◆ **Exercise objective**: Out of the records below, copy all lines in which the word "saree" occurs.

◆ **Data to examine**:
----

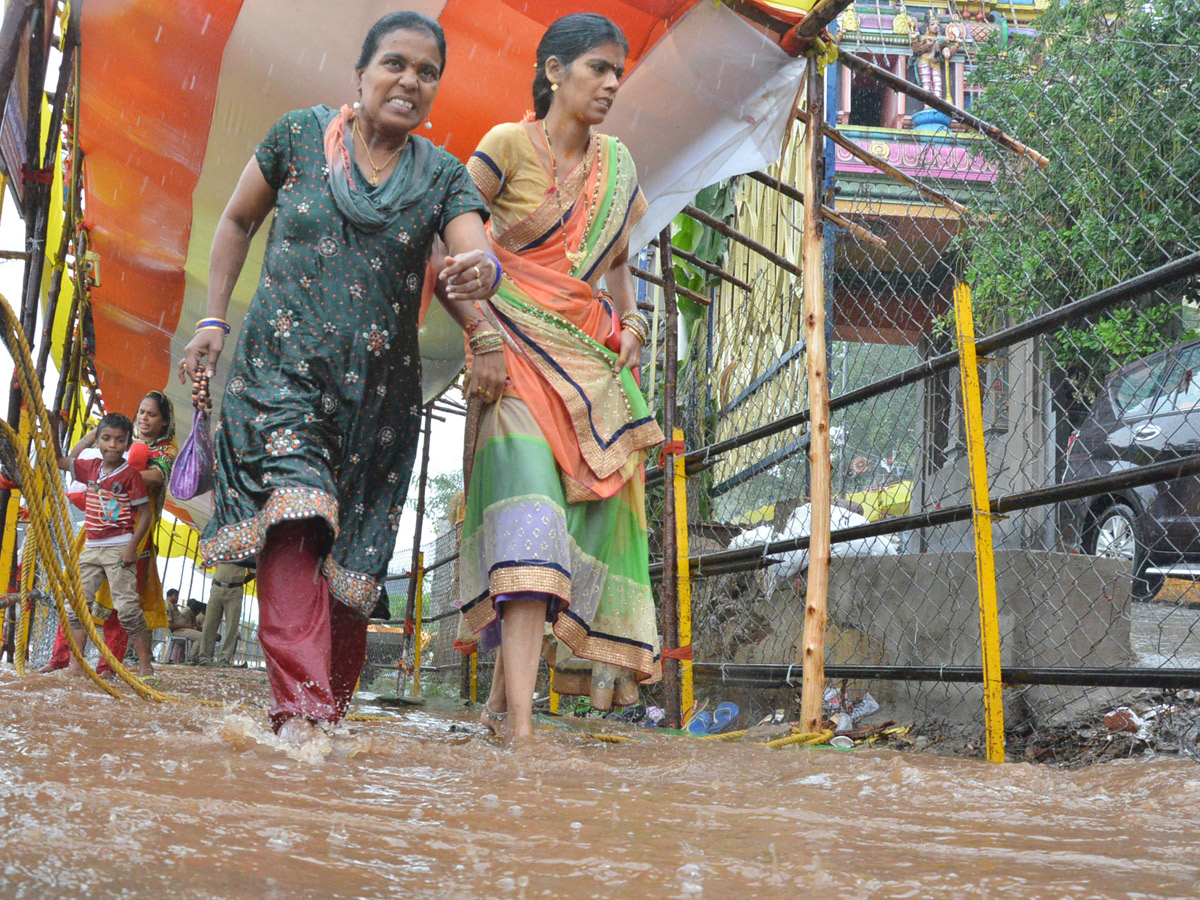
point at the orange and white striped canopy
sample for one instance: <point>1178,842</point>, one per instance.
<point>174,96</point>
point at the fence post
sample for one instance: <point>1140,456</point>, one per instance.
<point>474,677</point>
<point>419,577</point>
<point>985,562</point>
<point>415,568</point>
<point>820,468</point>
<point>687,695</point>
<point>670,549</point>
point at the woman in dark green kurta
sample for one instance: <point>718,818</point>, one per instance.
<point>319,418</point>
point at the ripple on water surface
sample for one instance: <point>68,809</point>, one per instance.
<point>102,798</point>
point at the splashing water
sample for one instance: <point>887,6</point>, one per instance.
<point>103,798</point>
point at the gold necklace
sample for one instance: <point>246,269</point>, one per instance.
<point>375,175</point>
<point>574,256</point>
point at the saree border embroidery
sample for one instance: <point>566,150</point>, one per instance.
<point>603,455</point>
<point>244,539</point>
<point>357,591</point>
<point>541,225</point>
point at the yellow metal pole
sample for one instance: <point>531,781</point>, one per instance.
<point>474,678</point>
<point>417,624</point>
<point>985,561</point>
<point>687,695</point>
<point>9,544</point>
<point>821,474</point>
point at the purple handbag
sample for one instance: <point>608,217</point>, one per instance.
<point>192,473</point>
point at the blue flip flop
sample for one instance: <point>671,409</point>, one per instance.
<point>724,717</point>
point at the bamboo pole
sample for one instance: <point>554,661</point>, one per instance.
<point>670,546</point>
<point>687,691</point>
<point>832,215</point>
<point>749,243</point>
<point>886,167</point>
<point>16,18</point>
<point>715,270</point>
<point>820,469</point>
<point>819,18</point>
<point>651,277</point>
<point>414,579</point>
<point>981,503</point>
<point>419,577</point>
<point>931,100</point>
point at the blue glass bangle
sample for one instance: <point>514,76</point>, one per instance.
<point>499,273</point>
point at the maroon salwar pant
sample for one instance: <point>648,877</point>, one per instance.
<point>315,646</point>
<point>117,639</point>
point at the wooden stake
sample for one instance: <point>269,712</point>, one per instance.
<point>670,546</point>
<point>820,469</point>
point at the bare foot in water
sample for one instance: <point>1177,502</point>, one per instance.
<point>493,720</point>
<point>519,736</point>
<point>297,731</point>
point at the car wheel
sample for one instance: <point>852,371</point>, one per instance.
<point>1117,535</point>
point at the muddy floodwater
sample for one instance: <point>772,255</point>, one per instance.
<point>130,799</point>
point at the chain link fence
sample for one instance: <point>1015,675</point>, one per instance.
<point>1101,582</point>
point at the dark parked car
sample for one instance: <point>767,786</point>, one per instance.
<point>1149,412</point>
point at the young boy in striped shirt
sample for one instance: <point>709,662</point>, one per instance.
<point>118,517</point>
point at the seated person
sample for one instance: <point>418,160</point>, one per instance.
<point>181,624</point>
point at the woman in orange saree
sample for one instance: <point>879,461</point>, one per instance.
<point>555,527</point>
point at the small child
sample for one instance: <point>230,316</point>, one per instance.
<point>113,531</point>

----

◆ **Completed exercise**:
point at the saree border embroidery
point at the woman in orange saree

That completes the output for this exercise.